EXTRAIT
Au milieu de l’année de sa seconde, Géraldine (1), âgée aujourd’hui de 27 ans, souffrait de maux de ventre en allant au lycée. Rapidement, elle a eu des insomnies et n’a plus pu aller en classe. « Je n’acceptais pas le terme ‘phobie scolaire’. C’était une trop grosse étiquette à supporter ! Pour moi, c’était juste une période où je me sentais mal physiquement. » Les semaines, les mois passent sans qu’elle puisse mettre un pied dans son établissement.  » J’étais tétanisée et j’en tombais malade, poursuit-elle. Je n’en parlais pas à mes amis, et aujourd’hui, alors que je ne peux toujours pas retourner à l’école, j’évite le sujet. Je dis que je préfère étudier seule. Quelques amies très proches sont au courant, mais c’est tout. »

Après deux années d’études par correspondance, elle a obtenu un bac ES et suit son cursus universitaire à distance. « Ce n’est pas évident, surtout au niveau social, car je suis souvent seule. Mais ce n’est pas insupportable, j’ai même eu de bien meilleurs résultats en étudiant par correspondance. On me dit souvent que ce n’est pas donné à tout le monde, mais je pense que lorsqu’on n’a pas le choix, on s’adapte. J’aime me débrouiller seule, je suis autonome et je trouve que c’est une force. »

DONNÉES EXTRAITES
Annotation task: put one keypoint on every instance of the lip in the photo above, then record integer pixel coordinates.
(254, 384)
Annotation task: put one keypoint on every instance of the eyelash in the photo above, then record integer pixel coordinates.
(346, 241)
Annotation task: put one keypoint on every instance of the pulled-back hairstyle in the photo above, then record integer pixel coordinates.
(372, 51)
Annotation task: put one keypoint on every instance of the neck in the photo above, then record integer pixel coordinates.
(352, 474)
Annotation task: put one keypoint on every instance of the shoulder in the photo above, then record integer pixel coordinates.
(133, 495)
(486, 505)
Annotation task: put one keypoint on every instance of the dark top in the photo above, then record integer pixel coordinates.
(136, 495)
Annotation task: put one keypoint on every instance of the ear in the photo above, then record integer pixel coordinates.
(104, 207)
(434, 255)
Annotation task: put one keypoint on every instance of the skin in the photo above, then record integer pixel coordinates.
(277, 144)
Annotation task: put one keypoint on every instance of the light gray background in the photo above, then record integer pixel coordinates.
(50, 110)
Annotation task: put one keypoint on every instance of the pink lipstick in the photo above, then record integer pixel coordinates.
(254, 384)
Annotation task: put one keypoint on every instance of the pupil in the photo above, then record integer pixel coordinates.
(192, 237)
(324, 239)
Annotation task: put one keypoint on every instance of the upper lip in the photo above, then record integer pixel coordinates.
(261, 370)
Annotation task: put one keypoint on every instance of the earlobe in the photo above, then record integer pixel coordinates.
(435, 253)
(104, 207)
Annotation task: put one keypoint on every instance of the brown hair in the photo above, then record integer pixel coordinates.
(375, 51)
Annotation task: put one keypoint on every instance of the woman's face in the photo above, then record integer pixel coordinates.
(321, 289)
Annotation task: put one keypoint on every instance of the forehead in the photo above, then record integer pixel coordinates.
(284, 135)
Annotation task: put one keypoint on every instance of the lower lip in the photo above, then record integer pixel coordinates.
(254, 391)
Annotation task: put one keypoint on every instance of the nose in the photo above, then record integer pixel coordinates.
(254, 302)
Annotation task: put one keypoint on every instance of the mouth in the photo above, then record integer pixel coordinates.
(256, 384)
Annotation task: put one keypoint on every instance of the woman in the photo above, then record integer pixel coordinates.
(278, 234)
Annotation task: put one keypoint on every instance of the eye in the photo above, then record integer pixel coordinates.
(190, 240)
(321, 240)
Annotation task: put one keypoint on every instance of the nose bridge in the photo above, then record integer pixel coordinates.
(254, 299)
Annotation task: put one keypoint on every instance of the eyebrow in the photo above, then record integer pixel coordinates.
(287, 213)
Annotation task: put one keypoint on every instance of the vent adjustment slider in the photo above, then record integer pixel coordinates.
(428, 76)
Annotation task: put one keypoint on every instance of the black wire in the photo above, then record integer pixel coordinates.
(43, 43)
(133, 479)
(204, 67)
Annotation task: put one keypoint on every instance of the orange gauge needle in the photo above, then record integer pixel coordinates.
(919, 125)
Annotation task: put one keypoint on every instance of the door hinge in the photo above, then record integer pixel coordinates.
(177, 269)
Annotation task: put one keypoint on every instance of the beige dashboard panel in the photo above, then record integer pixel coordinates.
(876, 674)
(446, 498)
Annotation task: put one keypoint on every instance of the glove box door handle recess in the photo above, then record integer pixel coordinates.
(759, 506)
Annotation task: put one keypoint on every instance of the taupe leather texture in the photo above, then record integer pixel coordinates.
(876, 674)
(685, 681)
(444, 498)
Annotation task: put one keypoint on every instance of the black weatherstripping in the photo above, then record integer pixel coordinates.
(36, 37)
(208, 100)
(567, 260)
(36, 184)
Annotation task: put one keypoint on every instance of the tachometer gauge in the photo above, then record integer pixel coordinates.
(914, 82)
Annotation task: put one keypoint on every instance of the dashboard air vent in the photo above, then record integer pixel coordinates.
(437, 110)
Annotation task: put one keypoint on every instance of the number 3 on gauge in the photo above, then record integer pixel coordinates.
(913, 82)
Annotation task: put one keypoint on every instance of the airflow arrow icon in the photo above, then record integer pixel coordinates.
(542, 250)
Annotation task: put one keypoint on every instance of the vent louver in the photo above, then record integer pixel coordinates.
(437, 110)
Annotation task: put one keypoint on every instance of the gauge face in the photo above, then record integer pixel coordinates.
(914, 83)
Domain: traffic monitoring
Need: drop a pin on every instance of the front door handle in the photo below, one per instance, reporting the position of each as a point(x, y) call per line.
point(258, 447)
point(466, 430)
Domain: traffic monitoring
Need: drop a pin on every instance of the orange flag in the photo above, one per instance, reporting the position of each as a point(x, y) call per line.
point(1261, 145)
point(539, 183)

CONSIGNE
Énumérez, dans l'ordre où l'extrait les mentionne, les étapes de la scolarité de Géraldine. Les enregistrements ne sont pas nécessaires ici.

RÉPONSE
- la classe de seconde au lycée
- deux années d'études par correspondance
- l'obtention d'un bac ES
- un cursus universitaire suivi à distance